───── Excerpted records

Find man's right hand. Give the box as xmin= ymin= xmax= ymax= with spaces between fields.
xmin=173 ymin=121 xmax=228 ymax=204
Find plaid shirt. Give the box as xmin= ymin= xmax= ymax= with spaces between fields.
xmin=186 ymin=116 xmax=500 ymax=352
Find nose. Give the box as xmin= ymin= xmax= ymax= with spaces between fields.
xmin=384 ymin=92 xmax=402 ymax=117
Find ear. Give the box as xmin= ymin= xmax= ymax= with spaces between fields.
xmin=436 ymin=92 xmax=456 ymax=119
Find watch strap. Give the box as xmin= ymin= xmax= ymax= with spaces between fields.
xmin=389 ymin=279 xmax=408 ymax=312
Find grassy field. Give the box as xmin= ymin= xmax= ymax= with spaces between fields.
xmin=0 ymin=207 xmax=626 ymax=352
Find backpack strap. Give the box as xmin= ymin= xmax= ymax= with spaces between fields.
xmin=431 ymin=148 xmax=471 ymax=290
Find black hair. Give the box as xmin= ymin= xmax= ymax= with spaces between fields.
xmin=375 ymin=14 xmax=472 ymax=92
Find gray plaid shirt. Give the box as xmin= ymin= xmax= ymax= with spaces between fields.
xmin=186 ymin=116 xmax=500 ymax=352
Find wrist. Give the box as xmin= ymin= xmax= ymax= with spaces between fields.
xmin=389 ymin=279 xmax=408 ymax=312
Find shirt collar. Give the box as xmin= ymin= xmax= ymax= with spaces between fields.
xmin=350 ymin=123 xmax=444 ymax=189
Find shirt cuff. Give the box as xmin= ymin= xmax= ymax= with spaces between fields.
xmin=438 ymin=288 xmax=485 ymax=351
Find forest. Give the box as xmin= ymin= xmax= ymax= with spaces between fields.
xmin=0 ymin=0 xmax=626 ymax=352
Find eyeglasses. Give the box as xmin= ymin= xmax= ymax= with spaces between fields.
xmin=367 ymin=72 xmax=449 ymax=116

──────────

#### Exercise brief
Reproduce everything from the line containing "Find shirt collar." through the end of the listing, substituting "sleeve cuff" for "shirt cuff" and leaving all else unchanged.

#### Result
Find shirt collar. Give the box as xmin= ymin= xmax= ymax= with spaces between fields.
xmin=350 ymin=123 xmax=444 ymax=189
Find sleeve cuff. Give the box as xmin= ymin= xmax= ymax= with spaces between fields.
xmin=438 ymin=288 xmax=485 ymax=351
Find forest. Give the box as xmin= ymin= xmax= ymax= with spaces between fields.
xmin=0 ymin=0 xmax=626 ymax=352
Find eyeglasses. Give the box as xmin= ymin= xmax= ymax= with spaces between fields.
xmin=367 ymin=72 xmax=449 ymax=116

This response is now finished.